[EXCERPT — start]
You have undoubtedly heard a lot about stem cells, and are aware of the political furor, but you probably don’t really understand (nor do most people who argue about stem cells) what they are all about. In the rest of this chapter, I will try to explain this in a simple way. First, since 1981, when stem cells were first cultured in mice, they have been critical for studying (in mice) human genetic diseases. Second, stem cells play an integral role in the future for curing genetic diseases. The concept of using stern cells, whether adult or embryonic, to cure disease, by trying to get undifferentiated pluripotent cells to differentiate into healthy replacement tissue, is the exact opposite of cloning. With cloning, differentiated adult tissue cells are made to become totipotential, or undifferentiated, so that their DNA can direct, all over again, development of a new embryo. In other words, cloning and stem cells go hand in hand but function in reverse directions.

The stem cell revolution actually began quietly in 1981 with a relatively unobtrusive paper by Evans and Kaufman, from Cambridge, England, in the journal Nature . The title of the paper was “Establishment in Culture of Pluripotential Cells from Mouse Embryos.” They utilized techniques that were originally used in 1975 at the Wistar Institute in Philadelphia, developed, ironically, by the same doctors who had stated categorically that mammals could never be cloned. Evans and Kaufman used early embryos from mice to culture indefinitely from them cells that were virtually immortal and could differentiate at any time into nonembryonic adult tissue.

Normally, during the first five days after fertilization, the embryo divides into two cells, four cells, eight cells, sixteen cells, etc., and eventually becomes a ball of cells called the morula on day four. By day five, this ball of cells has formed a liquid-interior cystlike structure, and is called a blastocyst. The blastocyst consists of a circumferential perimeter of cells called the trophectoderm (which will eventually become the placenta of the pregnancy), and a small glob of cells stuck to the inside of this wall, which is called the inner cell mass, or ICM. The ICM cells will go on to develop into the embryo proper, and the outer trophectoderm cells will develop into the placenta. The placenta works perfectly fine even if there are all kinds of chromosomal abnormalities in the cells, but the inner cell mass must be chromosomally normal in order to develop into a viable fetus.

Evans and Kaufman took the ICM cells from mouse embryos (blastocysts) and did what no one else had been able to do in the past. They maintained them in their undifferentiated stage of development in a culture system that allowed a perpetual replication of these cells without letting them differentiate into adult cells (see figure below). A “stem cell” is simply a type of cell that can replicate indefinitely and not develop the characteristics of any specific tissue. Its only job is to replicate over and over again, shedding off daughter cells that can differentiate into specific tissue. Previous attempts to obtain cultures of these pluripotential cells directly from the mouse embryo had been unsuccessful, even though there was always a very transient appearance in culture of healthy stem cells. Whenever attempts had been made to obtain immortal pluripotential stem cell lines from the mouse embryo inner cell mass, the embryonic cells would automatically skip the stern cell stage and differentiate into mature but disorganized adult tissue or into tumors.

There is still a very poor understanding of why Evans and Kaufman were successful, but they found out that ICM cells obtained from the early mouse embryo had to be cultured on a monolayer of mouse scar-tissue cells (i.e., fibroblasts) in order to become immortal stem cells. These mouse scar-tissue cells had to be treated with a poison called mitomycin so that they could not proliferate themselves but could produce some sort of unknown byproducts that inhibit the differentiation of the ICM cells. As soon as these stem cells were removed from this so-called feeder layer of mouse embryonic fibroblasts, they would automatically differentiate in a disorganized way into a variety of cell types. If injected into mouse tissue, they developed into tumors called teratomas. For more than twenty years no one has really understood this obscure finding. It had been hoped that a substance called leukemia-inhibiting factor (LIF) was the magic ingredient that prevented these ICM cells from developing into differentiated adult tissue and that allowed them to eternally replicate as stem cells, but this was later shown not to be valid. Stem cells derived from embryos stop being stem cells (and will usually differentiate into tumors with a variety of tissue types) if they are not inhibited from doing so by being cultured on a layer of mouse fibroblasts, and no one can explain why.
[EXCERPT — finish]
**WORK TASK**
In the stem cell text, what did Evans and Kaufman find that ICM cells from early mouse embryos had to be cultured on to become immortal stem cells?
[EXTRACTED DATA — start]
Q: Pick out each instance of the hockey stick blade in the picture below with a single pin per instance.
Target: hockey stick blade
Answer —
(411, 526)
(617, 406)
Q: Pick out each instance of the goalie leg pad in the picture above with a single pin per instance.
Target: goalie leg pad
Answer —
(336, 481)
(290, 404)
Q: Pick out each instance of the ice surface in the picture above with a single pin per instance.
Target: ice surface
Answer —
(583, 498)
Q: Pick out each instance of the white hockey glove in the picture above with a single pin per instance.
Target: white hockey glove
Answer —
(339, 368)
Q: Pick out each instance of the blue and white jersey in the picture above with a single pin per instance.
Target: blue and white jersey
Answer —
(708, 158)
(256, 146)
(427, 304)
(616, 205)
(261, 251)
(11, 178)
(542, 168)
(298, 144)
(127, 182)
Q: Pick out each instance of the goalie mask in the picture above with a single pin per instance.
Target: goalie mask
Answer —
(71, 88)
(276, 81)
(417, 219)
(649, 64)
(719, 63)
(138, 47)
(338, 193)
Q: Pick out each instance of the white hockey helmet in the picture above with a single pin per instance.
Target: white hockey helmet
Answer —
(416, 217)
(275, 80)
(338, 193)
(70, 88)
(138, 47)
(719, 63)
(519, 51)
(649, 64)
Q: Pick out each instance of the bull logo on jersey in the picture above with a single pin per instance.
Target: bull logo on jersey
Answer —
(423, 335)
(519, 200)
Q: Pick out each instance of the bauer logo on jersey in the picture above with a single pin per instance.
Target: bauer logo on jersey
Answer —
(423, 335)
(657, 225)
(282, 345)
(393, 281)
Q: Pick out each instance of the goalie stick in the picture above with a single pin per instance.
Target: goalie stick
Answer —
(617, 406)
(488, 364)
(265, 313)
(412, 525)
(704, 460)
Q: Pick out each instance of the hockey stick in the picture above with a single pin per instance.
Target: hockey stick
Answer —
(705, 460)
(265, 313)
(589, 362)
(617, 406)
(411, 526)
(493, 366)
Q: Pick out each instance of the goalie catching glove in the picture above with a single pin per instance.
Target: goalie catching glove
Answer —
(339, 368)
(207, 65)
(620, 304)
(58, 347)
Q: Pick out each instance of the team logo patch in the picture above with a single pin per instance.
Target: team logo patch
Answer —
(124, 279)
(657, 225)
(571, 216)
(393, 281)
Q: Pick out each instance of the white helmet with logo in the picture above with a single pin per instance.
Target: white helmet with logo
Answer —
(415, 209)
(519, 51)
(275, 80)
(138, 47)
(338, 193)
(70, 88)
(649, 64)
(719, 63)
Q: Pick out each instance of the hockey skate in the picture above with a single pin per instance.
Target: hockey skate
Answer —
[EXTRACTED DATA — finish]
**SOLUTION TO THE PROBLEM**
A monolayer of mouse scar-tissue cells (fibroblasts)